#### Task to complete
Type out the entries again, matching each one exactly.

#### Records shown
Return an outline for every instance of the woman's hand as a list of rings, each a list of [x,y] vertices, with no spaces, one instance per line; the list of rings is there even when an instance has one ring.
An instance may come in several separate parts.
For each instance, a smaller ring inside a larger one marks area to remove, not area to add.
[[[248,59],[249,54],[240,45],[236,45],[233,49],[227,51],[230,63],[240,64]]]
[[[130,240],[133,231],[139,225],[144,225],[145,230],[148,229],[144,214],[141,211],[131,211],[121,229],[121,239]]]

#### Solution for this exercise
Return an outline for every instance of the woman's hand as a list of rings, each a list of [x,y] vertices, with no spaces, one instance per line; the list of rings is there even when an instance has one ring.
An instance may come in several separate parts.
For each instance, a smaller ring inside a larger one marks area to remove, not area to add.
[[[248,59],[249,54],[240,45],[236,45],[233,49],[227,51],[230,63],[240,64]]]
[[[130,240],[133,231],[139,225],[144,225],[145,230],[148,229],[144,214],[141,211],[131,211],[121,229],[121,239]]]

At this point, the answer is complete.